情報通信技術や組み込みシステムの技術が発達し,様々なサービスを提供できるようになると,従来のようにモノのデザインのみならず,商品でできるコト(サービス)もデザインする必要性が生じた。例えば携帯端末では電話やメール機能だけでなく,音楽の再生機能や,写真・映像撮影機能など,「携帯端末でこんなコトもしたい」というユーザの要求を掘り出し,商品のコンセプトをデザインし,ユーザに満足する体験を提供している。このように,ユーザの潜在的なニーズを発見し,製品やサービスをデザインする力として情報デザインが注目されている。
▲図1 モノのデザインからコトのデザインへ
問題を発見し,その解決に必要となる情報を収集し,利用者に伝わりやすいよう編集し発信するという,情報をデザインする上で必要となる力は,今後の情報社会の発展と伴に,Webデザイナーや編集者,システム設計者などの専門家のみならず,一般にも求められる力となるだろう。

● **与えられた情報**:
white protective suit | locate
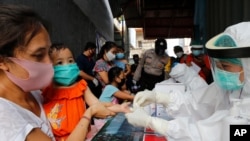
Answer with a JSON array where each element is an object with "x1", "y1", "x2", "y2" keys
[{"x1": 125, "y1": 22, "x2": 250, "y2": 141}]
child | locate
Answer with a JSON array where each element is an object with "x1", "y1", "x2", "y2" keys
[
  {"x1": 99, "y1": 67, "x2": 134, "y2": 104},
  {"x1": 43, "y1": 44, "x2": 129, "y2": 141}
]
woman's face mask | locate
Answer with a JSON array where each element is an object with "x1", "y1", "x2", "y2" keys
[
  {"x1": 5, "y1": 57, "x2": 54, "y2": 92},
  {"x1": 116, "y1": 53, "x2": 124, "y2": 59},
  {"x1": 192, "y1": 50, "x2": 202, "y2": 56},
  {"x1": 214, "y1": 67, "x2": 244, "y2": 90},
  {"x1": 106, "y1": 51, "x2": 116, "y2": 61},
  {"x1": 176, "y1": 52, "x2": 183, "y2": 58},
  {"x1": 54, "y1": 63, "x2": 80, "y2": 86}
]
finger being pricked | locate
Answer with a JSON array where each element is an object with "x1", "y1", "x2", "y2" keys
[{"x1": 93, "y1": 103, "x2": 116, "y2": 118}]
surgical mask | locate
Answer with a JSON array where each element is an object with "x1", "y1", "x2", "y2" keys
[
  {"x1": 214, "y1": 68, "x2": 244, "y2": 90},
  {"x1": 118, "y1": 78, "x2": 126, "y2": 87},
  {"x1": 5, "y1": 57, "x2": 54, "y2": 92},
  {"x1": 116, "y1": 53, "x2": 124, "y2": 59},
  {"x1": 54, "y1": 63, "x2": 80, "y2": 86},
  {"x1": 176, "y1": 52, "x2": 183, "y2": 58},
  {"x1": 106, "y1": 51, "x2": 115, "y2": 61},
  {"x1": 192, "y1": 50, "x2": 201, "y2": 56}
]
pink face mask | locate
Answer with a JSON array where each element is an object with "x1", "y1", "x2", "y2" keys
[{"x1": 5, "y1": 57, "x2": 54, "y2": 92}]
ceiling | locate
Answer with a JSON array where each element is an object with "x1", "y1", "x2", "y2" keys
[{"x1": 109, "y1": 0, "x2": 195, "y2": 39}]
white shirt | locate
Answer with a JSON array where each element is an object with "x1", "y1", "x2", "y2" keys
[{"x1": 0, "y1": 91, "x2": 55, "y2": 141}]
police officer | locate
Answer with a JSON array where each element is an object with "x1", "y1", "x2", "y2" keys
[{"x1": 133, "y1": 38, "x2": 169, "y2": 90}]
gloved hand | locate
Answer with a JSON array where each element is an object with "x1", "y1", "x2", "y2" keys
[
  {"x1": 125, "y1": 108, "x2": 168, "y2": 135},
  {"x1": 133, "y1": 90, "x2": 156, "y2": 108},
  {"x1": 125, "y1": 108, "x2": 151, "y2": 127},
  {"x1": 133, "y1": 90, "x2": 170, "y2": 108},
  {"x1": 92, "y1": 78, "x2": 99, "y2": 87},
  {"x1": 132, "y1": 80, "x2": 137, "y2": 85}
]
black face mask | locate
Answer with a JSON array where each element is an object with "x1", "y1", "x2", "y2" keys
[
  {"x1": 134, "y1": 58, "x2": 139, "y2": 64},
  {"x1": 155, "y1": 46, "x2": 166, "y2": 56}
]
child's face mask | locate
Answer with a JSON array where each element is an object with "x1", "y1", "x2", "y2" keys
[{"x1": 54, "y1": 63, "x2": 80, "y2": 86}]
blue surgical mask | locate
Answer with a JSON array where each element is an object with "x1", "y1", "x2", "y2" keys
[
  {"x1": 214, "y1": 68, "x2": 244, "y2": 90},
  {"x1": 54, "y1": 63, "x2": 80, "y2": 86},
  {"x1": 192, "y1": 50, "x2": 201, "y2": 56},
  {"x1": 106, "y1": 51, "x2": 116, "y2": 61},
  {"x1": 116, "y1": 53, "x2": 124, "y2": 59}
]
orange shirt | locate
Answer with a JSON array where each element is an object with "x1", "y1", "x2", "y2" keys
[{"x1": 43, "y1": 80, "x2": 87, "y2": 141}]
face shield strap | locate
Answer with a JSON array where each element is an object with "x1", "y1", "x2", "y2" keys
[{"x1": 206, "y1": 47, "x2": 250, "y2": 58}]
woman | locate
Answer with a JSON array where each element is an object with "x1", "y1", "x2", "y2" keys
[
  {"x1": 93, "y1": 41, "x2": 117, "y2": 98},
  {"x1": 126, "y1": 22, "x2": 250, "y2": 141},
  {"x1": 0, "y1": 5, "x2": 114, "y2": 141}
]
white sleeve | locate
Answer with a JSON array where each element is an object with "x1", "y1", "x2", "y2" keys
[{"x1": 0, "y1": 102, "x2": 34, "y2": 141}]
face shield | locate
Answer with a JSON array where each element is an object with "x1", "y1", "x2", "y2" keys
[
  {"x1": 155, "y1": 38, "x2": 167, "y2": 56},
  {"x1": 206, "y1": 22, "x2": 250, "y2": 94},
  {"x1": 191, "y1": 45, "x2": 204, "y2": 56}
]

● **あなたの課題**:
(1) 情報デザインの抜粋のうち「情報通信技術や組み込みシステムの」で始まる段落を、主な事実を残したまま箇条書きにまとめてください。
(2) 情報デザインの抜粋から、「情報通信技術や組み込みシステ」という語句を含む箇所で始めて「報デザインが注目されている。」という語句の直後で終わる部分を、一字も変えずに打ち直してください。
(3) 情報デザインの抜粋の最後の文に続けて、その先の文章を書いてください。

● **各課題への回答**:
(1)
- 情報通信技術や組み込みシステムの技術が発達し、様々なサービスを提供できるようになった。
- その結果、モノのデザインだけでなく、商品でできるコト(サービス)もデザインする必要が生じた。
- 例として、携帯端末は電話やメールに加えて音楽再生や写真・映像撮影などの機能を備えている。ユーザの要求を掘り出して商品のコンセプトをデザインし、満足できる体験を提供している。
- ユーザの潜在的なニーズを発見し、製品やサービスをデザインする力として、情報デザインが注目されている。

(2)
情報通信技術や組み込みシステムの技術が発達し,様々なサービスを提供できるようになると,従来のようにモノのデザインのみならず,商品でできるコト(サービス)もデザインする必要性が生じた。例えば携帯端末では電話やメール機能だけでなく,音楽の再生機能や,写真・映像撮影機能など,「携帯端末でこんなコトもしたい」というユーザの要求を掘り出し,商品のコンセプトをデザインし,ユーザに満足する体験を提供している。このように,ユーザの潜在的なニーズを発見し,製品やサービスをデザインする力として情報デザインが注目されている。

(3)
(2)教育機関におけるニーズ
近年,情報デザイン教育に関する取り組みが教育機関において急速に広がっている。2009年の調査※注2によると,情報デザイン教育に関する学科・コースは専修学校の4割,大学・短大の2割強,高等学校の1割強で設置され,なかでも高校は,2001年からの5年間に学科・科目の設置が著しい。また,学習指導要領の改訂に伴い,専門教科「情報」の科目「コンピュータデザイン」の名称が「情報デザイン」に変更されるなど,情報デザインに対する注目度は高まってきている。
教科「情報」を学んだ生徒が社会人として活躍する社会は,知識基盤社会※注3といわれている。この社会は変化が激しく,仕事をする心構えとして,常に,新しい未知の課題に試行錯誤しながらも対応することが求められる。そのためには,問題に対処するための思考力・判断力・表現力を身につけておくことが求められる。新学習指導要領では,「思考力・判断力・表現力等をはぐくむ学習活動の例」として以下のような記述がある。
新学習指導要領
「思考力・判断力・表現力等をはぐくむ学習活動の例」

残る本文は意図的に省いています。